**Objective:**
Can you copy all of the data below word for word, leaving the pictures out of your answer?

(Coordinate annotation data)
┄┄┄┄┄┄┄┄┄┄

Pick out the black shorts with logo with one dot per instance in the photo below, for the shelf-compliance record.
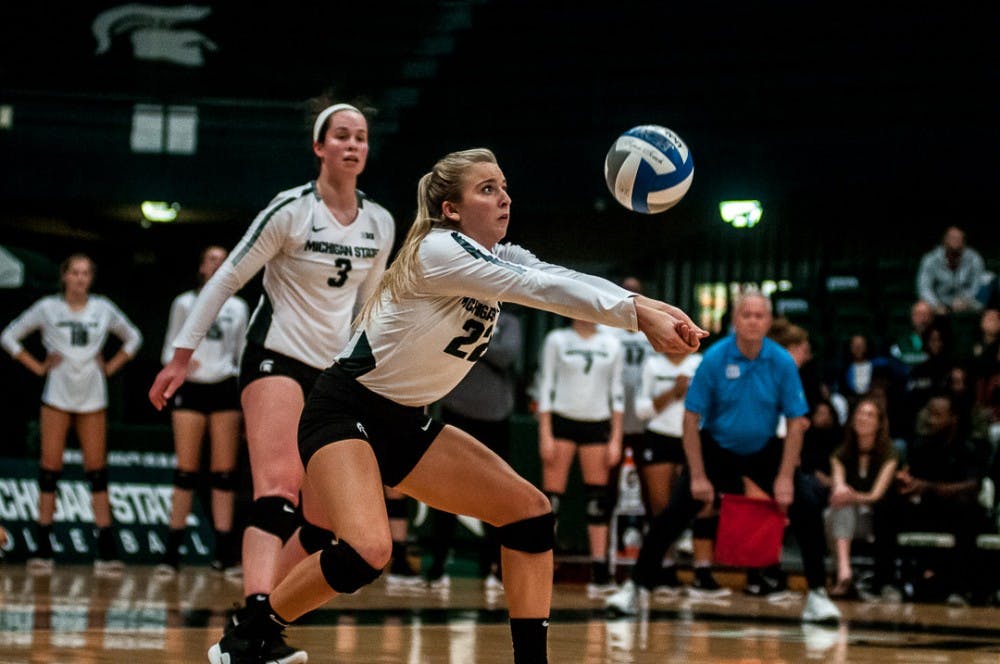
(340, 408)
(579, 432)
(259, 362)
(658, 448)
(207, 398)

┄┄┄┄┄┄┄┄┄┄

**Problem solution:**
Pick out the black shorts with logo with one dot per instance in the photo below, for the shelf-compliance record.
(340, 408)
(579, 432)
(259, 362)
(658, 448)
(207, 398)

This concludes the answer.